**The request**
Copy verbatim the stretch of material from the line containing "Q: Mark a point on every instance of the water" through the line containing "Target: water bottle", including both of those lines.

**Data for this exercise**
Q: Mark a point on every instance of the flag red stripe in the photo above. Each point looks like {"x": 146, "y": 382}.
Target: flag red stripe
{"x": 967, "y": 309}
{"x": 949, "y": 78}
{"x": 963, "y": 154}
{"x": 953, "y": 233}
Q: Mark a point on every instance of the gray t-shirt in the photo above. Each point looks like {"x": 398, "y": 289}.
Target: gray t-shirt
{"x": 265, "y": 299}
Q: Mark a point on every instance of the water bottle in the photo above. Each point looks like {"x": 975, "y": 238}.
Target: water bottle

==

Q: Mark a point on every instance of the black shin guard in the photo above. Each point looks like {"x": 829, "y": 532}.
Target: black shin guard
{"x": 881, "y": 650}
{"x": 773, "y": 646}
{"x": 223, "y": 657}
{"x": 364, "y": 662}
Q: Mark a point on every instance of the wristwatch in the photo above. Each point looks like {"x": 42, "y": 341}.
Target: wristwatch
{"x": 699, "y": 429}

==

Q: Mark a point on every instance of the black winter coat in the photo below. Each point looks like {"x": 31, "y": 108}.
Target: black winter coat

**Result of this exercise**
Q: Mark a point on every instance of the water bottle in the photo above. Each point looks like {"x": 975, "y": 238}.
Target: water bottle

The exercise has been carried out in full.